SET EXERCISE: Can you arrange the listing below as a JSON list of strings, one string for each line, with blank lines left out?

Recorded data
____
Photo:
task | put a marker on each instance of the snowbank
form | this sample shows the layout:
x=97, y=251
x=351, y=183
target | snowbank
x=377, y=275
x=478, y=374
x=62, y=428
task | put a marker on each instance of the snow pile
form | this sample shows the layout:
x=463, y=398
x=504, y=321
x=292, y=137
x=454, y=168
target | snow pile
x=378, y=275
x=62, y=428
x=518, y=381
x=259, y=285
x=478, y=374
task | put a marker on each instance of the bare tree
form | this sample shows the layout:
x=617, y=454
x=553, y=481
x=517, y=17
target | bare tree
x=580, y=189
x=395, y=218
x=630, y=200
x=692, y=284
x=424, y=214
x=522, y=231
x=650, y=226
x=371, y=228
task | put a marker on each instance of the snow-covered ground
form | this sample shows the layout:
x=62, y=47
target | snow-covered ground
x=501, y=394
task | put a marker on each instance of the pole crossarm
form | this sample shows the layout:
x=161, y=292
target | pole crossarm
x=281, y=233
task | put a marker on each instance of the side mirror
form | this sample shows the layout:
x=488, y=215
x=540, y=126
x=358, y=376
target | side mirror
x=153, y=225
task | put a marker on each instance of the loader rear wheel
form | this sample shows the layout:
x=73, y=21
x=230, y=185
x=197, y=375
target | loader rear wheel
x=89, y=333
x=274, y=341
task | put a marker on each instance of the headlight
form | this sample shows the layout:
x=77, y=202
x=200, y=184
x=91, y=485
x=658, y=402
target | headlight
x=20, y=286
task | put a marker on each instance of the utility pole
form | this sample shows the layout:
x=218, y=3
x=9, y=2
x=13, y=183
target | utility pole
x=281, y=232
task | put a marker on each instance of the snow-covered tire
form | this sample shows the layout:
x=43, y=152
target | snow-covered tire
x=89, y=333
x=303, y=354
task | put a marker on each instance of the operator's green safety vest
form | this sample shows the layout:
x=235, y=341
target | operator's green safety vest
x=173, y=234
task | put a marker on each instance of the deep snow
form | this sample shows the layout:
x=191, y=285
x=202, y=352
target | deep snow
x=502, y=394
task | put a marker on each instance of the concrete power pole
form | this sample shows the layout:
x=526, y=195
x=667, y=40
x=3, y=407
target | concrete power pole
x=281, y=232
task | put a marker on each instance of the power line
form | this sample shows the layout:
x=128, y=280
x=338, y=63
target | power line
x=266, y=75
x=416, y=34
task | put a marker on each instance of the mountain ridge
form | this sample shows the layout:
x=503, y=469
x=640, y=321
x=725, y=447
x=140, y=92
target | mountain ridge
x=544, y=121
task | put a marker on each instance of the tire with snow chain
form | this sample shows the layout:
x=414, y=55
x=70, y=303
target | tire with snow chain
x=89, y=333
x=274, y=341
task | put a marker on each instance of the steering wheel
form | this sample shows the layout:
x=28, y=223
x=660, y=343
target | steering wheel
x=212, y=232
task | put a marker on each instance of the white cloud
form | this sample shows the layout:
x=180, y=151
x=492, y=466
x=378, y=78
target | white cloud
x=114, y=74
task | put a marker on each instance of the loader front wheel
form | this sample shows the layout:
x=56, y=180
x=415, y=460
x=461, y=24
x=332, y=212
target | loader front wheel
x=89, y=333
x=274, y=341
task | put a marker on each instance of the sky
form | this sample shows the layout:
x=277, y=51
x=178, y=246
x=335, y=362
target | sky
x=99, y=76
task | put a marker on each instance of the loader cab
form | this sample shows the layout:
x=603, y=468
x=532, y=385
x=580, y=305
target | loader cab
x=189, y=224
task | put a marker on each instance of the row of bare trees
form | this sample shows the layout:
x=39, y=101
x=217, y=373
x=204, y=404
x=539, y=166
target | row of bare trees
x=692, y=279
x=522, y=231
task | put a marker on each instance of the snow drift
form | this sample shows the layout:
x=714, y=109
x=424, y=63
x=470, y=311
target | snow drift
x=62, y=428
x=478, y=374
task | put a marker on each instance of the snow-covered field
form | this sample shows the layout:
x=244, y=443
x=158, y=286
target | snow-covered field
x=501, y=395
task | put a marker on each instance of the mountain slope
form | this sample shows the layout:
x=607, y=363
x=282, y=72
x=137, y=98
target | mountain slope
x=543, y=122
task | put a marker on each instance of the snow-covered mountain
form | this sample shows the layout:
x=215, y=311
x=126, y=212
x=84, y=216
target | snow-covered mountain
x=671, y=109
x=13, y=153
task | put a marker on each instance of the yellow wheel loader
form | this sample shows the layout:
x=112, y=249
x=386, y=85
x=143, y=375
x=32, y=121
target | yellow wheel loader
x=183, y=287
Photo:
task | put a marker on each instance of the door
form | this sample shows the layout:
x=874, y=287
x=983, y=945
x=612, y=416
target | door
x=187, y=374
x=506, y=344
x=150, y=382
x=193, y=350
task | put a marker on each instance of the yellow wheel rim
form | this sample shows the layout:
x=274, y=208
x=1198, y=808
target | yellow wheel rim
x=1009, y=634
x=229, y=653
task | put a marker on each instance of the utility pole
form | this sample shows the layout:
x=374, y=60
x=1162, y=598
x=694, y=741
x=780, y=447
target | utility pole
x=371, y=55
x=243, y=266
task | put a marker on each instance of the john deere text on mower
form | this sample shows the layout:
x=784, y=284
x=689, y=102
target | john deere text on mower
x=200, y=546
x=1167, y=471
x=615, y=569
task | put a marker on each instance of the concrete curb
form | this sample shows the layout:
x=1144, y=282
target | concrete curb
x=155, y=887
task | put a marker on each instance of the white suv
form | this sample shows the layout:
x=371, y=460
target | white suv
____
FINAL RESULT:
[
  "Photo:",
  "task | put a marker on each instance of the snowbank",
  "form | this sample shows the layout:",
  "x=97, y=251",
  "x=351, y=183",
  "target | snowbank",
  "x=377, y=275",
  "x=478, y=374",
  "x=62, y=428",
  "task | put a marker on each instance of the snow pile",
  "form | this sample shows the layout:",
  "x=463, y=398",
  "x=504, y=321",
  "x=292, y=137",
  "x=454, y=168",
  "target | snow pile",
  "x=378, y=275",
  "x=62, y=428",
  "x=518, y=381",
  "x=259, y=285",
  "x=478, y=374",
  "task | put a marker on each instance of the bare tree",
  "form | this sample shows the layout:",
  "x=617, y=454",
  "x=553, y=481",
  "x=517, y=17",
  "target | bare tree",
  "x=580, y=189",
  "x=395, y=218",
  "x=630, y=200",
  "x=692, y=284",
  "x=424, y=214",
  "x=522, y=231",
  "x=650, y=226",
  "x=371, y=228",
  "task | put a marker on each instance of the snow-covered ground",
  "form | this sample shows the layout:",
  "x=62, y=47",
  "target | snow-covered ground",
  "x=501, y=394",
  "task | put a marker on each instance of the pole crossarm",
  "form | this sample shows the layout:",
  "x=161, y=292",
  "target | pole crossarm",
  "x=281, y=233",
  "task | put a marker on each instance of the side mirror",
  "form | this sample shows the layout:",
  "x=488, y=215",
  "x=540, y=126",
  "x=358, y=376",
  "target | side mirror",
  "x=153, y=225",
  "task | put a marker on each instance of the loader rear wheel",
  "form | this sample shows the layout:",
  "x=73, y=21",
  "x=230, y=185",
  "x=197, y=375",
  "target | loader rear wheel",
  "x=89, y=333",
  "x=274, y=341",
  "task | put a marker on each instance of the headlight",
  "form | this sample shows the layout:",
  "x=77, y=202",
  "x=200, y=184",
  "x=91, y=485",
  "x=658, y=402",
  "target | headlight",
  "x=20, y=286",
  "task | put a marker on each instance of the utility pole",
  "form | this sample shows the layout:",
  "x=218, y=3",
  "x=9, y=2",
  "x=13, y=183",
  "target | utility pole",
  "x=281, y=232",
  "task | put a marker on each instance of the snow-covered tire",
  "form | this sample shows the layout:",
  "x=43, y=152",
  "target | snow-covered tire",
  "x=89, y=333",
  "x=303, y=354",
  "task | put a marker on each instance of the operator's green safety vest",
  "form | this sample shows the layout:",
  "x=235, y=341",
  "target | operator's green safety vest",
  "x=173, y=234",
  "task | put a marker on each instance of the deep snow",
  "form | this sample shows the layout:",
  "x=191, y=285",
  "x=202, y=352",
  "target | deep snow",
  "x=502, y=394",
  "task | put a marker on each instance of the concrete power pole",
  "form | this sample shows the layout:",
  "x=526, y=195",
  "x=667, y=40",
  "x=3, y=407",
  "target | concrete power pole",
  "x=281, y=232",
  "task | put a marker on each instance of the power line",
  "form | this sample shows the layout:",
  "x=128, y=280",
  "x=338, y=63",
  "target | power line",
  "x=266, y=75",
  "x=416, y=34",
  "task | put a marker on each instance of the mountain ridge",
  "form | this sample shows the layout:",
  "x=503, y=469",
  "x=640, y=321",
  "x=725, y=447",
  "x=140, y=92",
  "target | mountain ridge",
  "x=544, y=121",
  "task | put a marker on each instance of the tire with snow chain",
  "form | this sample shows the layout:",
  "x=414, y=55",
  "x=70, y=303",
  "target | tire with snow chain",
  "x=89, y=333",
  "x=274, y=341",
  "task | put a marker on each instance of the steering wheel",
  "form | this sample shows the layout:",
  "x=28, y=223",
  "x=660, y=343",
  "target | steering wheel",
  "x=212, y=232",
  "task | put a marker on each instance of the white cloud",
  "form | this sample shows the layout:",
  "x=180, y=151",
  "x=492, y=466",
  "x=378, y=78",
  "target | white cloud",
  "x=114, y=74",
  "task | put a marker on each instance of the loader front wheel",
  "form | this sample shows the layout:",
  "x=56, y=180",
  "x=415, y=460",
  "x=461, y=24",
  "x=332, y=212",
  "target | loader front wheel",
  "x=89, y=333",
  "x=274, y=341",
  "task | put a marker on each instance of the sky",
  "form | this sample shows the layout:",
  "x=277, y=51",
  "x=178, y=246",
  "x=335, y=362",
  "target | sky",
  "x=99, y=76",
  "task | put a marker on each instance of the loader cab",
  "form | this sample shows the layout:",
  "x=603, y=468",
  "x=532, y=385",
  "x=580, y=305",
  "target | loader cab",
  "x=189, y=224",
  "task | put a marker on each instance of the row of bare trees",
  "form | this sample shows the layout:",
  "x=39, y=101",
  "x=217, y=373",
  "x=204, y=404",
  "x=539, y=166",
  "target | row of bare trees",
  "x=692, y=279",
  "x=522, y=231",
  "task | put a marker on each instance of the snow drift",
  "form | this sample shows the layout:",
  "x=714, y=109",
  "x=424, y=63",
  "x=470, y=311",
  "target | snow drift",
  "x=62, y=428",
  "x=478, y=374",
  "task | put a marker on each instance of the snow-covered field",
  "form | this sample shows the layout:",
  "x=244, y=443",
  "x=158, y=286",
  "target | snow-covered field",
  "x=501, y=395",
  "task | put a marker on each instance of the mountain slope",
  "form | this sample shows the layout:",
  "x=607, y=363",
  "x=282, y=72",
  "x=137, y=98",
  "target | mountain slope",
  "x=543, y=122",
  "task | put a marker on each instance of the snow-covered mountain",
  "form | this sample shows the layout:",
  "x=215, y=311",
  "x=126, y=212",
  "x=84, y=216",
  "target | snow-covered mountain",
  "x=671, y=109",
  "x=13, y=153",
  "task | put a marker on each instance of the yellow wheel loader",
  "form | this sample shows the layout:",
  "x=112, y=249",
  "x=386, y=85",
  "x=143, y=375",
  "x=32, y=121",
  "target | yellow wheel loader",
  "x=183, y=287",
  "Photo:",
  "task | put a marker on each instance of the door",
  "form | this sample shows the layout:",
  "x=874, y=287",
  "x=983, y=945",
  "x=612, y=416",
  "target | door",
  "x=187, y=374",
  "x=506, y=344",
  "x=150, y=382",
  "x=193, y=350",
  "task | put a marker on each instance of the yellow wheel rim",
  "form | this sample shows the layout:",
  "x=274, y=208",
  "x=1198, y=808",
  "target | yellow wheel rim",
  "x=1009, y=634",
  "x=229, y=653",
  "task | put a marker on each instance of the utility pole",
  "form | this sample shows the layout:",
  "x=374, y=60",
  "x=1162, y=598",
  "x=694, y=741",
  "x=780, y=447",
  "target | utility pole",
  "x=371, y=55",
  "x=243, y=266",
  "task | put a marker on each instance of the john deere text on mower",
  "form | this sample shows the layout:",
  "x=784, y=284",
  "x=689, y=102",
  "target | john deere text on mower",
  "x=200, y=546",
  "x=1167, y=471",
  "x=615, y=569",
  "task | put a marker on each instance of the concrete curb",
  "form | this sample shows the layout:",
  "x=1144, y=282",
  "target | concrete curb",
  "x=155, y=887",
  "task | put a marker on each instance of the white suv",
  "form | this sample shows the layout:",
  "x=371, y=460",
  "target | white suv"
]